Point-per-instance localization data
------

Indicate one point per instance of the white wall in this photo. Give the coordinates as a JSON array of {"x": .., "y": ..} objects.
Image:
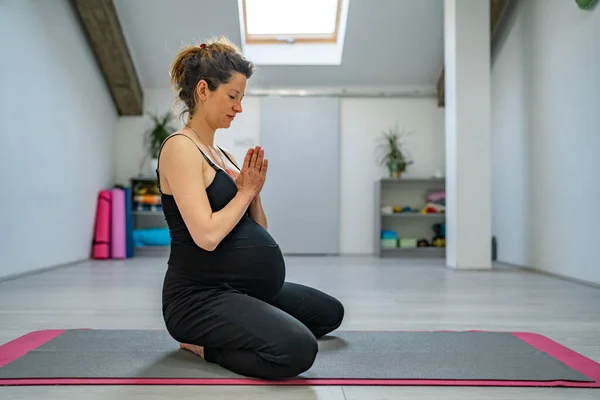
[
  {"x": 362, "y": 121},
  {"x": 58, "y": 129},
  {"x": 545, "y": 88}
]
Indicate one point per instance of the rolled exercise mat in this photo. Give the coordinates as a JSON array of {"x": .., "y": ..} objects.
[
  {"x": 143, "y": 357},
  {"x": 118, "y": 241},
  {"x": 102, "y": 234},
  {"x": 129, "y": 222}
]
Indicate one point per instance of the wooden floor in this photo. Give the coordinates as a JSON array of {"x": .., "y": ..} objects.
[{"x": 377, "y": 294}]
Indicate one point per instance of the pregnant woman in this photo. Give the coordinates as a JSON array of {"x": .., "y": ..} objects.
[{"x": 225, "y": 297}]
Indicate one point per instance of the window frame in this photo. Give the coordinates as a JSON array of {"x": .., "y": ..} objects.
[{"x": 331, "y": 38}]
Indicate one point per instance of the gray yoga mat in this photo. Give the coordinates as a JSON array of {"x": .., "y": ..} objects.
[{"x": 343, "y": 355}]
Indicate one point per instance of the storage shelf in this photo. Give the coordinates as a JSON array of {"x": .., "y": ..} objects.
[
  {"x": 409, "y": 193},
  {"x": 414, "y": 215},
  {"x": 415, "y": 252}
]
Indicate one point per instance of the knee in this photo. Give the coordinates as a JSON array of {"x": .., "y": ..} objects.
[
  {"x": 331, "y": 318},
  {"x": 300, "y": 353},
  {"x": 337, "y": 313}
]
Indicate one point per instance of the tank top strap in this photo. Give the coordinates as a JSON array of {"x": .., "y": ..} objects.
[
  {"x": 229, "y": 158},
  {"x": 160, "y": 150}
]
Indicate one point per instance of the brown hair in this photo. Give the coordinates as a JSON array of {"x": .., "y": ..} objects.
[{"x": 215, "y": 61}]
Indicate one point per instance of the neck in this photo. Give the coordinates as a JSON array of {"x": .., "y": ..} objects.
[{"x": 204, "y": 132}]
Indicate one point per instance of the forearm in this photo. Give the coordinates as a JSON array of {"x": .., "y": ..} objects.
[
  {"x": 257, "y": 212},
  {"x": 224, "y": 220}
]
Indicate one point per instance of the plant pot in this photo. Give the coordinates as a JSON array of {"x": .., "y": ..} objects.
[{"x": 395, "y": 174}]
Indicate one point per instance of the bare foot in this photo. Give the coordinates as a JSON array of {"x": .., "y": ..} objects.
[{"x": 199, "y": 350}]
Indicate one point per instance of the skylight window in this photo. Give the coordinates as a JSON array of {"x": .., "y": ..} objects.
[
  {"x": 293, "y": 32},
  {"x": 291, "y": 20}
]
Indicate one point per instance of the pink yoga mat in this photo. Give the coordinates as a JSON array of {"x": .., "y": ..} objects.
[
  {"x": 118, "y": 240},
  {"x": 101, "y": 243},
  {"x": 19, "y": 347}
]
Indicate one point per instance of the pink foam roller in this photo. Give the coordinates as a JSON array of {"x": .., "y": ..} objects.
[
  {"x": 101, "y": 244},
  {"x": 118, "y": 242}
]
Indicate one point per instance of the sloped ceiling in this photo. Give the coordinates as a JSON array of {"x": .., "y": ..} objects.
[{"x": 388, "y": 42}]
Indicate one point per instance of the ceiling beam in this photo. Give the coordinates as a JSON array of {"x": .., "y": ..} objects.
[
  {"x": 101, "y": 24},
  {"x": 497, "y": 8}
]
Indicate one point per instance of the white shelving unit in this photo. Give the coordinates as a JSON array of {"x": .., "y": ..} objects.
[{"x": 407, "y": 192}]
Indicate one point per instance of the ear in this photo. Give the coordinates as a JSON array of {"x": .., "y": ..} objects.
[{"x": 202, "y": 90}]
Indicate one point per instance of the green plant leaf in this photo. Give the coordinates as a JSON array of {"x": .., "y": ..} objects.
[{"x": 161, "y": 129}]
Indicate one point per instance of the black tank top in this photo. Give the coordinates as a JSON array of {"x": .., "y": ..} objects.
[{"x": 185, "y": 255}]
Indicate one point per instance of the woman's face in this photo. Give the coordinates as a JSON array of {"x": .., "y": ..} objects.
[{"x": 222, "y": 105}]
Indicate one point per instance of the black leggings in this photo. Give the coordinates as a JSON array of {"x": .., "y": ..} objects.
[{"x": 251, "y": 337}]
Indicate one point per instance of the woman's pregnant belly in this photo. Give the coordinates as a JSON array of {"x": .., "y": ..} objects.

------

> [What the task requires]: Output exactly the lines above, from the one holding "Indicate one point per instance of the black leggings" through the end of the data, including the first and last.

> [Solution to the exercise]:
Indicate one point per instance of the black leggings in this photo. Give the coordinates as a JSON array of {"x": .., "y": ..} objects.
[{"x": 251, "y": 337}]
Indicate one point per instance of the woman's pregnant belly in this photo. Give the coordinates as a JSON array of {"x": .., "y": ..} objects.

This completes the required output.